+++ Text passage +++
Big RR wrote: ↑Fri Aug 23, 2024 12:53 pm
You honestly think that forced detox is all that is needed? Absent the support and counseling, many (probably most) people just get out and start again. Addiction is much more complicated than just locking people up and getting them off the drug (or alcohol or whatever). Sadly, easy solutions do not work.
No, I don't think forced detox is all that's needed. Making it voluntary doesn't work either.
Just that they need to stay locked up while they undergo detox and counseling until they either give up the addiction or die of old age. Catch and release doesn't work either. Giving them places to shoot up doesn't work. Letting them live on the street doesn't work.
Right now the only thing that stops most of these addicts from committing crimes is them dying. That's not a solution either, but that's what we are doing.
Unfortunately the way I see most liberal mindset is, "there's nothing we can do, we just have to live with it". By folks that do not have to live with it every day. The city council persons aren't the ones getting their cars stolen, their houses and places of business robbed, having to walk over piles of vomit and excrement on their way to work. They live in nice houses and apartments in parts of the city where the homeless addicts don't congregate. The addicts congregate in the industrial districts, decaying retail cores, parks, underpasses, and basically anywhere that the folks that live and work can't afford to force them out of.
So the whole point of the hostile architecture is to discourage people from sleeping there, or in the larger cases from camping there. It's not a solution, it doesn't fix the problem, it just moves it around. But deep down, most people don't care where the homeless go except "away". They might not say it out loud, but that's what they're thinking. Hostile architecture is a physical manifestation of that.
Other folks deal with it by leaving, moving out of the city. Taking their businesses with them.
Again, how is "letting them be" being compassionate? It's helping no one. The only ones this situation helps is the drug traffickers.
I know, it's not very compassionate of me to think that. If there's a better way I'd like to hear it, because life has made me far less empathetic as time goes on.
Transitional Housing: That works for some people. But first they have to accept it, and they still have to play by the rules. Several cities around Seattle have tried converting hotels into transitional housing, but most have been shut down mostly due to lack of budget. In some cases the buildings became uninhabitable quickly when tenants started destroying the rooms, ripping out the plumbing, smoking fentanyl in the rooms making them toxic. That's a problem. But in every case, the amount of crime surrounding the transitional housing complex went up, just like the crime surrounding public housing complexes is higher than areas far away from them. Even with fenced off, gated access the neighbors complained because the drug dealers were just hanging out within quick walking distance. So then people in the neighborhoods sued to have the transitional facilities shut down, and they sue to prevent halfway houses from being built. A lot of NIMBYs, but again- do YOU want one of those halfway houses next door?
I have known people that have ended up out on the street, living in dilapidated RVs or in their cars. I would never let any of them near my home again. I made that mistake once. That one is in prison for life now, which is where he belongs. The others would steal whatever they could or bring their "friends" who would. All of them once held good jobs but let drugs take over their lives.
+++ Data shown +++
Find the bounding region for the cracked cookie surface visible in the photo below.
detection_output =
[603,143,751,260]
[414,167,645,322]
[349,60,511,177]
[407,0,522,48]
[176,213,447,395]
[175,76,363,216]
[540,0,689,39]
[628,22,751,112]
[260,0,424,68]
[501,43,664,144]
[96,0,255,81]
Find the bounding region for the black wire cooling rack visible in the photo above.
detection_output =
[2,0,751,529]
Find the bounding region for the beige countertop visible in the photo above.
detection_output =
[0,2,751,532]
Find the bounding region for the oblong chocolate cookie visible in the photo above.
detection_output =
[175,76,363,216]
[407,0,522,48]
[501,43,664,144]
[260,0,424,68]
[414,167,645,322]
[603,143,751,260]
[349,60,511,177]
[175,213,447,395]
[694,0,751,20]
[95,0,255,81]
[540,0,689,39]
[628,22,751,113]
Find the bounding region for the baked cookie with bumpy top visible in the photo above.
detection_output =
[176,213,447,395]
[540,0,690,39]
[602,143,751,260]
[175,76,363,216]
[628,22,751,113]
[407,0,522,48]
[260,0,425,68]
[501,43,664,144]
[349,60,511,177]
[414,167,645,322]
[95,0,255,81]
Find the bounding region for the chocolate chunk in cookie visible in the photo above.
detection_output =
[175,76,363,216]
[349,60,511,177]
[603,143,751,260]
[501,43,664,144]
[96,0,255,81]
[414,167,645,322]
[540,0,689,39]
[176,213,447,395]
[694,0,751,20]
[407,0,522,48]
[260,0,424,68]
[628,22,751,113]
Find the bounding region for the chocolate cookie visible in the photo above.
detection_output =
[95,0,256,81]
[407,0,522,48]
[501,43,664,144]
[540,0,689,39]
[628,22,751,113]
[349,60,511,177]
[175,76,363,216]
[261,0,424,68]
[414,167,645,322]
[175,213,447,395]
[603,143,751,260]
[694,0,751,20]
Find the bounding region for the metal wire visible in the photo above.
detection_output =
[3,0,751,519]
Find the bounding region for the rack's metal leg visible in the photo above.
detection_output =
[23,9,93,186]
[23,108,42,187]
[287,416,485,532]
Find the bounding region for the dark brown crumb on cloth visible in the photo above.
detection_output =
+++
• _Directions_: Extend the forum post on addiction and homelessness, picking up right after its final sentence.

• _Task result_:
One ended up murdering his elderly parents when they wouldn't support his cocaine habit. He had been an auto mechanic. When he was clean he was one of the most helpful people around. When he was binging he was a monster. He's in prison now.
One snorted and drank her entire paycheck until she became unemployable. She was a union electrician. Her husband got clean and left, she stole her son's paychecks which nearly put him on the street, she eventually lost her house to foreclosure, moved into an old RV with another guy who had lost his family due to alcoholism, and died there.
One got addicted to pain pills, couldn't hold a job because she was "disabled", burned all the bridges with friends whom she was crashing on couches with and stealing from their medicine cabinets, "borrowing" money she never paid back to buy cigarettes. Even her Mom wouldn't let her stay anymore, so she ended up living in her car. Eventually the car became undriveable, got impounded, she then found another one to live in. I had the misfortune to run across her a few months back on the job. I didn't recognize her, but she recognized me. Well, sort of, she thought I was my brother. She takes a perverse pride in how many places she's ended up homeless. She won't live much longer; she's only 45 but has cancer that she believes she can cure "with positive thoughts". And pain pills.
Those are the worst examples. I've known others that have gotten close, but their families stuck with them and in at least one case had her institutionalized until she got back on the correct regimen to treat Bipolar disorder (vs her insistence that smoking pot would fix it). But again, she wouldn't voluntarily accept treatment because when she was in manic mode she thought everything was OK, and when she was in depression mode she would either self-harm or try anything to get back into manic mode. She will never be able to function independently, because left to her own devices she goes off her meds. And there are millions of people out there that are the same way. They need help, but they cannot be left to seek it themselves. They have to be forced into it against their will.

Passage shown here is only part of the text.